Extract →
◆ ◆ ◆ ◆ ◆
[libvirt] [RFC] Data in the <topology> element in the capabilities XML

Wed Jan 16 18:31:02 UTC 2013

On 01/16/13 19:11, Daniel P. Berrange wrote:
> On Wed, Jan 16, 2013 at 05:28:57PM +0100, Peter Krempa wrote:
>> Hi everybody,
>>
>> a while ago there was a discussion about changing the data that is
>> returned in the <topology> sub-element:
>>
>> <capabilities>
>>    <host>
>>      <cpu>
>>        <arch>x86_64</arch>
>>        <model>SandyBridge</model>
>>        <vendor>Intel</vendor>
>>        <topology sockets='1' cores='2' threads='2'/>
>>
>>
>> The data provided here is as of today taken from the nodeinfo
>> detection code and thus is really wrong when the fallback mechanisms
>> are used.
>>
>> To get a useful count, the user has to multiply the data by the
>> number of NUMA nodes in the host. With the fallback detection code
>> used for nodeinfo the NUMA node count used to get the CPU count
>> should be 1 instead of the actual number.
>>
>> As Jiri proposed, I think we should change this output to separate
>> detection code that will not take into account NUMA nodes for this
>> output and will rather provide data as the "lspci" command does.
>>
>> This change will make the data provided by the element standalone
>> and also usable in guest XMLs to mirror host's topology.
>
> Well there are 2 parts which need to be considered here. What do we report
> in the host capabilities, and how do you configure guest XML.
>
>  From a historical compatibility pov I don't think we should be changing
> the host capabilities at all. Simply document that 'sockets' is treated
> as sockets-per-node everywhere, and that it is wrong in the case of
> machines where an socket can internally have multiple NUMA nodes.

I'm too somewhat concerned about changing this output due to historic 
reasons.
>
> Apps should be using the separate NUMA <topology> data in the capabilities
> instead of the CPU <topology> data, to get accurate CPU counts.
◆ ◆ ◆ ◆ ◆
Given task 1 → Rewrite the entries starting at the first line of the entries and ending at the line that contains "(428, 319), (461, 345)", replacing "bounding box" with "enclosing box" and changing nothing else.

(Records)
◆ ◆ ◆ ◆ ◆
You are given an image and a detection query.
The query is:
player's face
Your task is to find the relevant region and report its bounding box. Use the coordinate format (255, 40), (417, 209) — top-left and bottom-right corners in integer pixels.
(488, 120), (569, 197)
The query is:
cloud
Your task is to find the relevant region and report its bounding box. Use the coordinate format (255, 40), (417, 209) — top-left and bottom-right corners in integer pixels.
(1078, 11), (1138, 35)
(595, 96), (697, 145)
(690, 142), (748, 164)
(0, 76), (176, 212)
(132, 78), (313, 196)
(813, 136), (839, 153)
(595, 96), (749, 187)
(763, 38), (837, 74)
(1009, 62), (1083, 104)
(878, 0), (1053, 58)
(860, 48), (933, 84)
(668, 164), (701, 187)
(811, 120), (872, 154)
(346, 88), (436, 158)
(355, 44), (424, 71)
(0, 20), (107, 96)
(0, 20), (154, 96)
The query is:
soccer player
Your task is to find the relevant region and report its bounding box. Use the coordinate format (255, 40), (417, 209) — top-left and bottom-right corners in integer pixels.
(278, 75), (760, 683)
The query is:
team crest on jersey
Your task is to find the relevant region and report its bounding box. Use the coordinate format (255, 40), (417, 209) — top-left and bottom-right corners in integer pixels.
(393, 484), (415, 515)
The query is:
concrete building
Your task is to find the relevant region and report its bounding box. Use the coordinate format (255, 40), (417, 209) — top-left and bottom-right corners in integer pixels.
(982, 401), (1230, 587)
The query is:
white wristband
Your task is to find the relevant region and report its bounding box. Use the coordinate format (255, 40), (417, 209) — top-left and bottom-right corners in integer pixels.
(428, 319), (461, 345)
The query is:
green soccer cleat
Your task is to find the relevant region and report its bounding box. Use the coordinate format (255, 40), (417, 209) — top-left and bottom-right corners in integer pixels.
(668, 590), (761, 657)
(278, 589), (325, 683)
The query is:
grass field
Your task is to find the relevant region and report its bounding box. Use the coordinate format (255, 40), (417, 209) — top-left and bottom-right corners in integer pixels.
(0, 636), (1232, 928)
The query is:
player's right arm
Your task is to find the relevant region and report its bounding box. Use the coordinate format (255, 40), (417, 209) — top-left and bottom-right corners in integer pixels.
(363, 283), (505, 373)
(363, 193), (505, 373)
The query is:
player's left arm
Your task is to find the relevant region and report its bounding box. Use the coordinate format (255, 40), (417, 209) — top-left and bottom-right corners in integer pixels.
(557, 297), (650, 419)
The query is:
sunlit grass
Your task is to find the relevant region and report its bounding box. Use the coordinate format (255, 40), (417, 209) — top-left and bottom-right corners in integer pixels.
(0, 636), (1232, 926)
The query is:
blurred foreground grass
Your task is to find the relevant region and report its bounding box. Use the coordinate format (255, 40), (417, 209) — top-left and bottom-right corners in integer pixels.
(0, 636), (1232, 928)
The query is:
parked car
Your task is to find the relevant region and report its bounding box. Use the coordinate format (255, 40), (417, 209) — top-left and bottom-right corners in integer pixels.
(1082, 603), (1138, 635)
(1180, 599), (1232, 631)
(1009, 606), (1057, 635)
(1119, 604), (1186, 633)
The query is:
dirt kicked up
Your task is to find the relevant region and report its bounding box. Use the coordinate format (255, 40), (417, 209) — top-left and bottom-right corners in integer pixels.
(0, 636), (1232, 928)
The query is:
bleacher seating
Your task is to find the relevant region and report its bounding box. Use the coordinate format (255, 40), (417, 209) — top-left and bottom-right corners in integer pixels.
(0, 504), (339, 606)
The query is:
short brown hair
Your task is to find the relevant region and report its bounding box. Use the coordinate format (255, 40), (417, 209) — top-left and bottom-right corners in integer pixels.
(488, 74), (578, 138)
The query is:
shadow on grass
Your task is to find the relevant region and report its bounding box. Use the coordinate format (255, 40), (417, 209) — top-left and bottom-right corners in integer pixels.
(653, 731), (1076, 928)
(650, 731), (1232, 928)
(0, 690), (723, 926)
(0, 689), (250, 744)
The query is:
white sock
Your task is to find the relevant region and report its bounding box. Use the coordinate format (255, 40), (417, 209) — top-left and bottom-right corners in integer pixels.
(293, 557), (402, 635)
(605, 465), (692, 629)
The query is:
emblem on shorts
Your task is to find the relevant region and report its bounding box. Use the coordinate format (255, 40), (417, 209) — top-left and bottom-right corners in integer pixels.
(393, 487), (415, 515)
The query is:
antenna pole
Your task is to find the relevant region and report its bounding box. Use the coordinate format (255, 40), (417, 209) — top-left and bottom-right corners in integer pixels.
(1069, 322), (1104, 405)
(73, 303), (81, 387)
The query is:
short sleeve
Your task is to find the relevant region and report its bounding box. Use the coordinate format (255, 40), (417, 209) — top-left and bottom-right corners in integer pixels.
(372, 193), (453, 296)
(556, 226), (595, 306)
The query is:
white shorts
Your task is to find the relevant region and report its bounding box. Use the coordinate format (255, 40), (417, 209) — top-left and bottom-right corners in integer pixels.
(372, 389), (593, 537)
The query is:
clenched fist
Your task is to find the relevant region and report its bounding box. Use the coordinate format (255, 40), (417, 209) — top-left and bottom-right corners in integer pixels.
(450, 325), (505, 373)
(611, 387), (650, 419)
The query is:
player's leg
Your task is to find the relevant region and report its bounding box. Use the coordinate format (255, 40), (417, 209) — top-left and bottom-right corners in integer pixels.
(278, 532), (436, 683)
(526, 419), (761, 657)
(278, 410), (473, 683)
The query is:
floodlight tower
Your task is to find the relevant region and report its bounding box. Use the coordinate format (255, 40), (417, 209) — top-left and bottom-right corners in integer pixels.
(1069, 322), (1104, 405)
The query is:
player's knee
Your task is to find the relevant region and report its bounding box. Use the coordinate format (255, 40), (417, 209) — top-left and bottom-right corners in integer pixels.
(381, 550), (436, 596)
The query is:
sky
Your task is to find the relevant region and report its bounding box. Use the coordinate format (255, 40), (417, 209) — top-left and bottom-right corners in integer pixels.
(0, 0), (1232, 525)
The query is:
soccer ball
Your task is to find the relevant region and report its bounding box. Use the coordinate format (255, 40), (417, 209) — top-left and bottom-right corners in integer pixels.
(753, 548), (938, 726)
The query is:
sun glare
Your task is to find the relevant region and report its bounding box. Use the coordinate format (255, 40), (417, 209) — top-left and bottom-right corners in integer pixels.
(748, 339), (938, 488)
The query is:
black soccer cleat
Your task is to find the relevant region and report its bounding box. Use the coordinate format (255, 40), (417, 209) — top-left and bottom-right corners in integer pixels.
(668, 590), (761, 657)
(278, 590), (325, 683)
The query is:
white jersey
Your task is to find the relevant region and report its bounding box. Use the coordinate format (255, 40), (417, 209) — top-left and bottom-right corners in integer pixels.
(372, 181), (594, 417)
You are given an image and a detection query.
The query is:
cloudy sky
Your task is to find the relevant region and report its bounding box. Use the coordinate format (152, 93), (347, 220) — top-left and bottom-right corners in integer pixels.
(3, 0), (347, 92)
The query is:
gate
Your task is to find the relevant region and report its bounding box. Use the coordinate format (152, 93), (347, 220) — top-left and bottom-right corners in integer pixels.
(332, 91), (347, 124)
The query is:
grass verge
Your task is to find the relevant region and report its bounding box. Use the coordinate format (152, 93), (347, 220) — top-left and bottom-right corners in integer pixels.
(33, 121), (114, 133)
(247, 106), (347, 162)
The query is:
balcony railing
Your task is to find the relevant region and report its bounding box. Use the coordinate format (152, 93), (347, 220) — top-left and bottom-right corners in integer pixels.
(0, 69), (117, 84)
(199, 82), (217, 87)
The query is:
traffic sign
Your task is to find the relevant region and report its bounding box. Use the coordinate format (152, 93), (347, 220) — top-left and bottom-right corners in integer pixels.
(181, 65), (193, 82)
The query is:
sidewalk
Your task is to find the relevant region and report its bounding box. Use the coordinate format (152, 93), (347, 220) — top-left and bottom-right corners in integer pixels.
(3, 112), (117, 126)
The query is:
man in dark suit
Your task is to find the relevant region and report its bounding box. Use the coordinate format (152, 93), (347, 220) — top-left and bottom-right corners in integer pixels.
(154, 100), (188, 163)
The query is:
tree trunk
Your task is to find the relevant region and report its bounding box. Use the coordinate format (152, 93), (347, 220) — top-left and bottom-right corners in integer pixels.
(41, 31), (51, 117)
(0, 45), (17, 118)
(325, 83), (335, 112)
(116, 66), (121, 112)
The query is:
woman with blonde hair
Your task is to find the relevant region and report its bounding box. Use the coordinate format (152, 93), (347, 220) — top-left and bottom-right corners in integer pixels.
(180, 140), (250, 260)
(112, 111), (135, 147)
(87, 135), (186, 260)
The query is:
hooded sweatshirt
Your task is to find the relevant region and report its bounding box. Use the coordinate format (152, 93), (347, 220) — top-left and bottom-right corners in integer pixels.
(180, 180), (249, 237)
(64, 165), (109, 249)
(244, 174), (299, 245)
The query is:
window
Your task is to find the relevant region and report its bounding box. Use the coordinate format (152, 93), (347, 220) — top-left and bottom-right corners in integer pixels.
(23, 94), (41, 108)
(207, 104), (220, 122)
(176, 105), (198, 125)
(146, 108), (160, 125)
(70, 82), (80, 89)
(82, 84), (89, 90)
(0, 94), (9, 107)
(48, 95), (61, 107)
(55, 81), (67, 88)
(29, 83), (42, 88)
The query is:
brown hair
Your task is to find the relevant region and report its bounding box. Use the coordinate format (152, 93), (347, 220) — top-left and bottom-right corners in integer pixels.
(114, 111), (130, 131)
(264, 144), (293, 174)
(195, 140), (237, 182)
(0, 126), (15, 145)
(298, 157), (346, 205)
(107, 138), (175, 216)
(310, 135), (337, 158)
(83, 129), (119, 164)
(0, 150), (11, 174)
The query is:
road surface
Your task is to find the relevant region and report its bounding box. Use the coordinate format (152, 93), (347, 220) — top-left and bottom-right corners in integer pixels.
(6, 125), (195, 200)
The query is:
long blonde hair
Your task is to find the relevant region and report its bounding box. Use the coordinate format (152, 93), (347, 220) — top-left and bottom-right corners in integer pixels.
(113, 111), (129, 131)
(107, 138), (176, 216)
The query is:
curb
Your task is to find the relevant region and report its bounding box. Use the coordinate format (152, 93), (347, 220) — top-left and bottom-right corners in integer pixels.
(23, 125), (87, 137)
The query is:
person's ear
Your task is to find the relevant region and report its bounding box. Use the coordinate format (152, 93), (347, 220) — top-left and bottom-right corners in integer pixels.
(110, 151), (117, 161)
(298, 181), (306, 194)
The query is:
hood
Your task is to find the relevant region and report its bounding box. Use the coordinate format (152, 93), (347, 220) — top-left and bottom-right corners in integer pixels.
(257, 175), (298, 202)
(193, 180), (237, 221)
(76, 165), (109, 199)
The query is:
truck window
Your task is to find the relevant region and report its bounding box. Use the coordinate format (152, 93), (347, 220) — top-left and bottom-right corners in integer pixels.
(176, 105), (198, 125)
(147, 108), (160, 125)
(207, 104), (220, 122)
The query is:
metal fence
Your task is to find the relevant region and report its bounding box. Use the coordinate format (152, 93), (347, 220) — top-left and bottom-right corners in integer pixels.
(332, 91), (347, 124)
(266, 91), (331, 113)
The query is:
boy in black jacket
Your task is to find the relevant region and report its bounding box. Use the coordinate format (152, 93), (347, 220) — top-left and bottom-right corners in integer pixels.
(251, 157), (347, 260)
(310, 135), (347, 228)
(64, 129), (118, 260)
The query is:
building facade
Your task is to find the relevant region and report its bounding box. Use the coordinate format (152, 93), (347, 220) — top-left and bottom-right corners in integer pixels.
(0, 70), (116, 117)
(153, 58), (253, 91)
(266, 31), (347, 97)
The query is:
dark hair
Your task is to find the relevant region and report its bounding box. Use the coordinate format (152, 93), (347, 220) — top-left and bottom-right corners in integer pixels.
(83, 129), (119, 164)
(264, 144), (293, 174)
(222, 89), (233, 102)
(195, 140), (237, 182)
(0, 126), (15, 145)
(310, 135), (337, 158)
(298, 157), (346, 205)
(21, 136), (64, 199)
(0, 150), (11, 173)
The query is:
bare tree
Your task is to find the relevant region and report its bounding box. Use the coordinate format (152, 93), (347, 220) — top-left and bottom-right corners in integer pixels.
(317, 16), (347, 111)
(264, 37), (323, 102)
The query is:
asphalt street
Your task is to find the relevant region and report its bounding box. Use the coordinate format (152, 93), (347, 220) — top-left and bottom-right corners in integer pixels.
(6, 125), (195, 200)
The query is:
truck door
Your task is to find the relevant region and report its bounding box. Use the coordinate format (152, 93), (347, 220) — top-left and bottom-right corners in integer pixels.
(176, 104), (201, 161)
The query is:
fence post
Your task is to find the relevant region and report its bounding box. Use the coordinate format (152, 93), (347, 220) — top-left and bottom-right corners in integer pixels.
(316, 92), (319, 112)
◆ ◆ ◆ ◆ ◆
Given task 2 → Retype the passage of the libvirt thread starting at "I'm too somewhat" and ending at "accurate CPU counts.", copying it character for character.

Exercise solution 1 →
You are given an image and a detection query.
The query is:
player's face
Your task is to find the relevant region and report its enclosing box. Use the coordinate format (255, 40), (417, 209) — top-left and bottom-right corners in integer pixels.
(488, 120), (569, 197)
The query is:
cloud
Your task is to find the relevant region and report its enclosing box. Use the coordinate format (255, 40), (417, 209) — top-left and bottom-right corners in integer pixels.
(1078, 11), (1138, 35)
(595, 96), (697, 145)
(690, 142), (748, 164)
(0, 76), (176, 212)
(132, 78), (313, 196)
(813, 136), (839, 153)
(595, 96), (749, 187)
(763, 38), (837, 74)
(1009, 62), (1083, 104)
(878, 0), (1053, 58)
(860, 48), (933, 84)
(668, 164), (701, 187)
(811, 120), (872, 154)
(346, 88), (436, 158)
(355, 44), (424, 71)
(0, 20), (107, 96)
(0, 20), (154, 96)
The query is:
soccer player
Your task is to find the relevant region and report its enclosing box. Use the coordinate format (255, 40), (417, 209) — top-left and bottom-right corners in integer pixels.
(278, 75), (760, 683)
The query is:
team crest on jersey
Your task is to find the relevant region and report its enclosing box. Use the coordinate format (255, 40), (417, 209) — top-left and bottom-right corners in integer pixels.
(393, 484), (415, 515)
The query is:
concrete building
Your task is to find the relevant region and report its enclosing box. Use the coordinate format (255, 40), (417, 209) — top-left and bottom-right corners in integer pixels.
(982, 401), (1230, 587)
The query is:
white wristband
Your task is to find the relevant region and report its enclosing box. Use the coordinate format (255, 40), (417, 209) — top-left and bottom-right corners in integer pixels.
(428, 319), (461, 345)

Exercise solution 2 →
I'm too somewhat concerned about changing this output due to historic 
reasons.
>
> Apps should be using the separate NUMA <topology> data in the capabilities
> instead of the CPU <topology> data, to get accurate CPU counts.